[Exercise instructions] Repeat verbatim every line of the material, beginning at the line that holds "# this form, one" and ending at its last line.

[Given entries]
────────

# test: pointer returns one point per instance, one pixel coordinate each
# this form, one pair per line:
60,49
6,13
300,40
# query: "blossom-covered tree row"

────────

[Task solution]
# this form, one pair per line:
60,49
6,13
300,40
# query: "blossom-covered tree row"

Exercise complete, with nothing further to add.